Text segment:
********

★★★★☆
The beginning:
The newest installment to the franchise seems to hit every trending topic of 2023: AI, misinformation, and even a submarine. And Tom Cruise, despite the wrinkles around his eyes that get accentuated by his handsome smile, is going full steam ahead, keeping the audience at the edge of their seats during the grandiose set pieces.
The first half of the movie:
The first half of the movie is everything that makes this franchise the highest-rated one of all time. Cleverly written, fast-paced, and action-packed. The airport set piece, in particular: It more than immerses the audience; we become the action.

********

Listed entries:
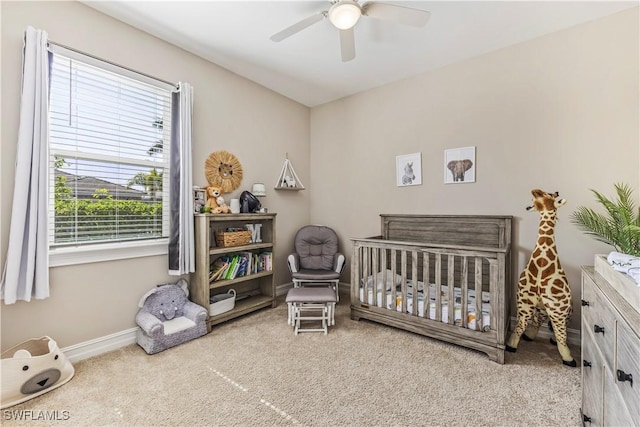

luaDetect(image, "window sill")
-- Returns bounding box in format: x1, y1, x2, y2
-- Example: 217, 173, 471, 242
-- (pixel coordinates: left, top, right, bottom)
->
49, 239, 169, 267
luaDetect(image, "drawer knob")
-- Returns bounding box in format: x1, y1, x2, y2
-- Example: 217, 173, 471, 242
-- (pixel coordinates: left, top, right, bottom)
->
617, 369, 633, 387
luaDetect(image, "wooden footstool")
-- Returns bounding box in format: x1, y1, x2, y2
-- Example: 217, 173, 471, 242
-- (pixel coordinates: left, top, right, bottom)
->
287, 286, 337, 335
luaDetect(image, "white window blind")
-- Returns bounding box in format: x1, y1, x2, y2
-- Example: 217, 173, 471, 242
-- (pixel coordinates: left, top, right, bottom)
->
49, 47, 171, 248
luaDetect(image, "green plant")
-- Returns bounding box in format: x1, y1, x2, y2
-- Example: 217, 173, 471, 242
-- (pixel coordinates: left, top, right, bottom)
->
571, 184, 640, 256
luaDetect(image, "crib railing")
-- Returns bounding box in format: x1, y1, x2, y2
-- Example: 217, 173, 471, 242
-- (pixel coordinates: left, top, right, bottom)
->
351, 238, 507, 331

********

Requirement: Condense the paragraph of the review that begins "The newest installment to the franchise" into a short bulleted list that keeps its main facts. The entries have no connection to the review.

Task result:
- The newest installment in the franchise touches on trending 2023 topics: AI, misinformation, and even a submarine.
- Tom Cruise goes full steam ahead despite the wrinkles around his eyes.
- He keeps the audience on the edge of their seats during the grandiose set pieces.